→ **SÉLECTION**
La volonté des militaires nguemistes de ne pas accorder aux civils l'exercice des droits politiques (donc aussi celui d'expression) dont ils ont été privés depuis douze ans, a été exprimée une nouvelle fois par le le vice-président de la République, Maye Ela, lors de son voyage en Espagne en tant que ministre des Affaires étrangères, fin octobre 1980 : « pas avant cinq ans ». Les déclarations d'Obiang Nguema, déjà citées, faites à Paris milieu novembre 1980 au sortir de l'Elysée – vont dans le même sens. Elles confirment les dires du rapporteur spécial de la Commission des Droits de l'Homme des Nations Unies, en mars 1980, à Genève, qu'il y a de gros risques de rechute de la Guinée Equatoriale dans le despotisme antérieur. Toutes les informations disponibles jusqu'à présent prouvent que cette rechute a été quasi immédiate.

→ **CONSIGNE**
Prolongez le texte sur la Guinée équatoriale sous le pouvoir militaire en reprenant après sa dernière phrase.

→ **EXTRAIT DE SOURCE**
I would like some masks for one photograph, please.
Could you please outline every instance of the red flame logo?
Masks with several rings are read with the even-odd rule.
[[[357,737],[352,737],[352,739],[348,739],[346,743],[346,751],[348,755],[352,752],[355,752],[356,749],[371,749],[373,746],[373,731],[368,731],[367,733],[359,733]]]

→ **CORRIGÉ**
Il est aisé d'imaginer que dans ces conditions, rentrer au pays relève, pour un exilé politique, de la témérité ou de l'inconscience. Diverses sources concordantes montrent d'ailleurs que des opposants au régime Macias Nguema appâtés par l'amnistie d'Obiang Nguema ont été sévèrement malmenés à leur retour au pays. Début 1980 déjà le rapporteur de la Commission des Droits de l'Homme des Nations Unies signalait que trois réfugiés politiques enfuis en 1972 – et rentrés en novembre 1979 – ont été emprisonnés dans leur ville d'Evinayong (connue pour avoir toujours résisté aux nguemistes). Il s'agit de Angel [PAGE 31] Nguema Edu (31 ans), Sebastian Mba Nguema (33 ans) et Maria Simon Eyoma (40 ans). Ces hommes avaient participé en 1976 à une action armée contre les nguemistes, avec des fusils de chasse, en partant du Gabon, et en particulier contre la Guardia nacional commandée par Obiang Nguema et ses cousins et neveux. L'emprisonnement de ces réfugiés a été confirmé devant la commission onusienne par le Mouvement international pour l'Union fraternelle entre les Peuples (UFER).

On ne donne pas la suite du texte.